Exercise objective. When you print the records, keep every line identical to the original.

Items from a data source.
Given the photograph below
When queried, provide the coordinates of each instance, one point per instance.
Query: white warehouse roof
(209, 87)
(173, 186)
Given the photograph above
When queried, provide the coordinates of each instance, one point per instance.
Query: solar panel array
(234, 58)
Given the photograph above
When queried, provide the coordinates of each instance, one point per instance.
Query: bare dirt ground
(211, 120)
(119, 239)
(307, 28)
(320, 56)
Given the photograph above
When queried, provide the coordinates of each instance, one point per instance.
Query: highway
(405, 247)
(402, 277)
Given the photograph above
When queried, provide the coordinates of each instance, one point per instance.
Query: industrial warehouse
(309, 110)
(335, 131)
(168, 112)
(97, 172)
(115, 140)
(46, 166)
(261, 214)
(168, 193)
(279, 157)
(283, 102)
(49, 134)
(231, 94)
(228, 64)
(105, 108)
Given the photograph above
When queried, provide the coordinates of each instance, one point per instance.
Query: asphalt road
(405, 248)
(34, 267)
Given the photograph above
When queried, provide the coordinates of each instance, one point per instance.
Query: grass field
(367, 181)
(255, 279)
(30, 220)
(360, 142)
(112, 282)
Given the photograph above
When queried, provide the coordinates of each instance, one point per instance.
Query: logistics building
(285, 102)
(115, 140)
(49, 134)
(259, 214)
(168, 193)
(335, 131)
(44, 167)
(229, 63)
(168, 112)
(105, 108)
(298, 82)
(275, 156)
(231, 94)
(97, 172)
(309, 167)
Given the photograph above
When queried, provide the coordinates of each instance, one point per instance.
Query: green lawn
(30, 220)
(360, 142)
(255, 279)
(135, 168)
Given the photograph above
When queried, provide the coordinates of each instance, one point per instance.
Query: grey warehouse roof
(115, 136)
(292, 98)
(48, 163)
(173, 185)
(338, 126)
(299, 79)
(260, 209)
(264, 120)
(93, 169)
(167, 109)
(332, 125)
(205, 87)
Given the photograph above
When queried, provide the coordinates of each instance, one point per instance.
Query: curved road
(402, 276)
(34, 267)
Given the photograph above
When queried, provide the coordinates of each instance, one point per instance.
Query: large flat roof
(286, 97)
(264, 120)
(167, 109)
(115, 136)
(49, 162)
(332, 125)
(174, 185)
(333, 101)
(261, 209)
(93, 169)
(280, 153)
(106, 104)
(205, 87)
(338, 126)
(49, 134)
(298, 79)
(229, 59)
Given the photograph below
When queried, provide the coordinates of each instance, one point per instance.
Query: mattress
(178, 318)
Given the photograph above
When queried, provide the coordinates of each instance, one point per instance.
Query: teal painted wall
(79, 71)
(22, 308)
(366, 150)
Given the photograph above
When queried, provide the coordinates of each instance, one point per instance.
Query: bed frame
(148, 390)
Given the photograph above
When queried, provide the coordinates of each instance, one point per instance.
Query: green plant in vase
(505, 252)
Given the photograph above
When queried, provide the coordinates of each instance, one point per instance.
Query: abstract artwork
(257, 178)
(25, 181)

Result for this task.
Given the photograph below
When queried, provide the coordinates of each instance, one point per instance.
Query: white warehouse roof
(209, 87)
(173, 186)
Given the photograph above
When queried, provide the coordinates of each instance, one point per instance.
Query: solar panel array
(234, 58)
Given the photograph above
When queried, provide the coordinates of each instance, one point per instance.
Query: bare dirt ground
(211, 120)
(119, 239)
(307, 28)
(320, 56)
Given the photograph above
When queried, provide the coordinates of each instance, one point per instance.
Query: highway
(405, 247)
(402, 277)
Given the photograph above
When queried, provide the coordinates of each instance, one point per instance.
Query: industrial warehouse
(309, 110)
(335, 131)
(168, 112)
(97, 172)
(115, 140)
(46, 166)
(261, 214)
(168, 193)
(279, 157)
(283, 102)
(49, 134)
(231, 94)
(228, 64)
(105, 108)
Given the photograph above
When queried, provide the coordinates of each instance, one point per instance.
Query: asphalt road
(405, 248)
(34, 267)
Given the photograph above
When queried, provide the coordinates of each instance, one point per instance.
Query: grass field
(367, 181)
(255, 279)
(30, 220)
(360, 142)
(112, 282)
Given the photograph above
When queried, provide the coordinates of each instance, one point per instance.
Query: logistics building
(285, 102)
(115, 140)
(49, 134)
(259, 214)
(168, 193)
(335, 131)
(44, 167)
(229, 63)
(168, 112)
(105, 108)
(298, 82)
(275, 156)
(231, 94)
(97, 172)
(309, 167)
Given the photograph above
When queried, provide the coordinates of each instance, one point per instance.
Query: green lawn
(30, 220)
(360, 142)
(255, 279)
(135, 168)
Given the photograph above
When queried, provide the coordinates of each instance, one point per instance.
Query: grey warehouse roof
(115, 136)
(292, 98)
(48, 163)
(173, 185)
(338, 126)
(299, 79)
(260, 209)
(264, 120)
(93, 169)
(167, 109)
(332, 125)
(205, 87)
Given the photograph above
When queried, provide the coordinates of each instance, one point per instance.
Query: curved road
(402, 276)
(34, 267)
Given the photograph above
When queried, provide the coordinates of each instance, one point per instance.
Query: large flat roof
(286, 97)
(264, 120)
(167, 109)
(115, 136)
(49, 162)
(332, 125)
(174, 185)
(333, 101)
(261, 209)
(93, 169)
(280, 153)
(106, 104)
(205, 87)
(338, 126)
(49, 134)
(298, 79)
(229, 59)
Given the photograph below
When queried, provide the coordinates of each instance, one point per instance.
Query: mattress
(178, 318)
Given the photograph above
When queried, provide the coordinates of each instance, one point per instance.
Query: teal painted wall
(79, 71)
(22, 308)
(366, 150)
Given the photograph above
When queried, provide the coordinates of each instance, one point per instance.
Query: bed frame
(148, 390)
Given the photograph above
When queried, provide the coordinates of each instance, one point per instance.
Query: green plant in vase
(505, 252)
Given the photograph above
When queried, provide the coordinates of each instance, one point per instance.
Query: abstract artwork
(257, 178)
(25, 181)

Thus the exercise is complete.